*EXERCISE OBJECTIVE*.
Going through the entries, how many lines include the string "blue"? Answer only with the number.

******

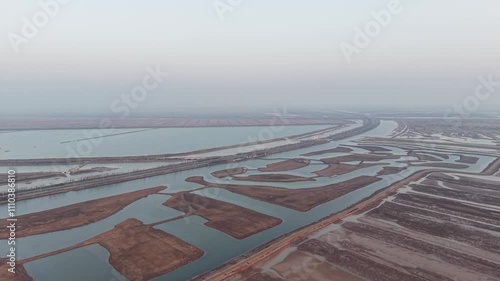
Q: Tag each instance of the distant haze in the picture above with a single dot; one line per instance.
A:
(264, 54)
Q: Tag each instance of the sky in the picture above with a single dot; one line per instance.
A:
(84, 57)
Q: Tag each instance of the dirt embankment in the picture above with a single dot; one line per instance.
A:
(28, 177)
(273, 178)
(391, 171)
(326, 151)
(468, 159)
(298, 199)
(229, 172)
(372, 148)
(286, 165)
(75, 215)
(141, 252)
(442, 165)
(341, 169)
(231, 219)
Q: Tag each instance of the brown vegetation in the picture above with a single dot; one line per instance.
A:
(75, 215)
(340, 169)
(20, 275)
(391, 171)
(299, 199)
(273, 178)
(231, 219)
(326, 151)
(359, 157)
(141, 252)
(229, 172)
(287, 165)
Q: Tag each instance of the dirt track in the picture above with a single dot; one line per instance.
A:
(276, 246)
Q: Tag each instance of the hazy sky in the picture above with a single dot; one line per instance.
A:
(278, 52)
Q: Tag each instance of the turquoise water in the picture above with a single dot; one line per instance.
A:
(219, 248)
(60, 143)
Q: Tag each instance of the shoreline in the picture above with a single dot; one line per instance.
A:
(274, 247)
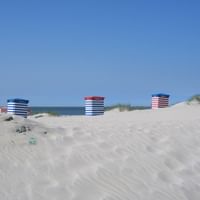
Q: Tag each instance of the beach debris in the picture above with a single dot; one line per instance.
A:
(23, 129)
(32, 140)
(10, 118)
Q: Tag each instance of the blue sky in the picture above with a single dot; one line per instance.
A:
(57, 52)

******

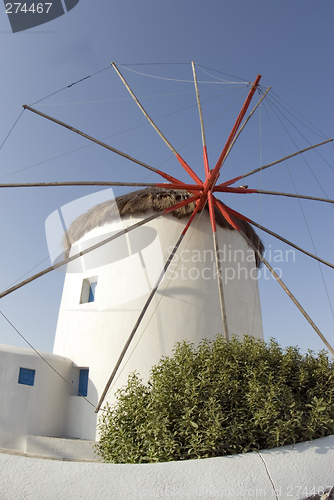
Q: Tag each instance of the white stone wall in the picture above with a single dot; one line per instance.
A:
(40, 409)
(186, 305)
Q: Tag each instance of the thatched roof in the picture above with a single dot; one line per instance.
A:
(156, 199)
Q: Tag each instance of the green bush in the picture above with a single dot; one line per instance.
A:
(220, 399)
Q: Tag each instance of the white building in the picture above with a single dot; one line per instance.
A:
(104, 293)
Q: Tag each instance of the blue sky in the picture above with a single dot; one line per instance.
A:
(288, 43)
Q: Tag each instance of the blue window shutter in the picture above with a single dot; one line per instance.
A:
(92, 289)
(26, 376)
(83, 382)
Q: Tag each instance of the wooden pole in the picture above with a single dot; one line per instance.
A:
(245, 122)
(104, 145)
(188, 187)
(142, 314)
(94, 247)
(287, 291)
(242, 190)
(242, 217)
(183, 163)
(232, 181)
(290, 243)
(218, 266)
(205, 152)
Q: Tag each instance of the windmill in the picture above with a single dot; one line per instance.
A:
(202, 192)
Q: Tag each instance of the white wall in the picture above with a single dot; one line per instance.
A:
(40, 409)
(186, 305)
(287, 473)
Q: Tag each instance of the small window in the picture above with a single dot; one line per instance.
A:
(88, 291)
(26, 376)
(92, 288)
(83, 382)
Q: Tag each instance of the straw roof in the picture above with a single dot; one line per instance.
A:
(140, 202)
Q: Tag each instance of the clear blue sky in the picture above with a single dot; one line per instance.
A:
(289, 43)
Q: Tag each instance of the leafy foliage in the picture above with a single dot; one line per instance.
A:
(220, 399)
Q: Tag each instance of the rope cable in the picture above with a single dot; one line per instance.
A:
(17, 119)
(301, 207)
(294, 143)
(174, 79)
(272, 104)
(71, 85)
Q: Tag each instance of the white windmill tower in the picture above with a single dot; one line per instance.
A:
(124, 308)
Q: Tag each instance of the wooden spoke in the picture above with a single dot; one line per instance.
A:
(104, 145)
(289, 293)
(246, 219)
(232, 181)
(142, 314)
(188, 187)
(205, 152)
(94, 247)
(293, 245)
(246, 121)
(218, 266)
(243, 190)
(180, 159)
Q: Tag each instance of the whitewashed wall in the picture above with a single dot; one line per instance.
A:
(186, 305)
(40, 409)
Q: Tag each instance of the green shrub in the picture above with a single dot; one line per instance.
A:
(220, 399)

******

*YOUR SOLUTION*.
4